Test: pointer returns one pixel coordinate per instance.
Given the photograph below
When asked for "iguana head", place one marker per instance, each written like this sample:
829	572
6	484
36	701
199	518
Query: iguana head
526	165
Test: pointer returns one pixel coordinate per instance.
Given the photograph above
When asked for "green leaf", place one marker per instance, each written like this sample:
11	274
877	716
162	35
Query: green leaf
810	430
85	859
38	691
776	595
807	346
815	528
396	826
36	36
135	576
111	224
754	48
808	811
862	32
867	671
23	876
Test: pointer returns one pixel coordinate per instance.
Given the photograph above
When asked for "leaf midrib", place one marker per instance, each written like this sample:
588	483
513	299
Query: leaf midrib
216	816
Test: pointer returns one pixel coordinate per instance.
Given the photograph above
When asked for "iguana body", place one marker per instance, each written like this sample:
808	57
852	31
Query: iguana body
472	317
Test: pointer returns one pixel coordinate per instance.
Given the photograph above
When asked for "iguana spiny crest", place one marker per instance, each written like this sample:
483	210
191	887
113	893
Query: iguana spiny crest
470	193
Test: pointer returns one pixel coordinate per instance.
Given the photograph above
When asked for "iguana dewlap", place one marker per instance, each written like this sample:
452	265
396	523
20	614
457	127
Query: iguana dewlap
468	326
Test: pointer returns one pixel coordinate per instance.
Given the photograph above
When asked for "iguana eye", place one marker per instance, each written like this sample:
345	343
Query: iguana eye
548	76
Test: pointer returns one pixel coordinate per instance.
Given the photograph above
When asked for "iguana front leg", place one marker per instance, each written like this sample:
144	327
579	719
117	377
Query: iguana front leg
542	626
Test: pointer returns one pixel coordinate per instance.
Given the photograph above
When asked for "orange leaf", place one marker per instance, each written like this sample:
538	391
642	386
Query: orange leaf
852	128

▶ _THE TASK_
Count the lines above that contain the string "crest", matching case exactly, and give only that number.

▶ _SOLUTION FOR THIS TASK_
2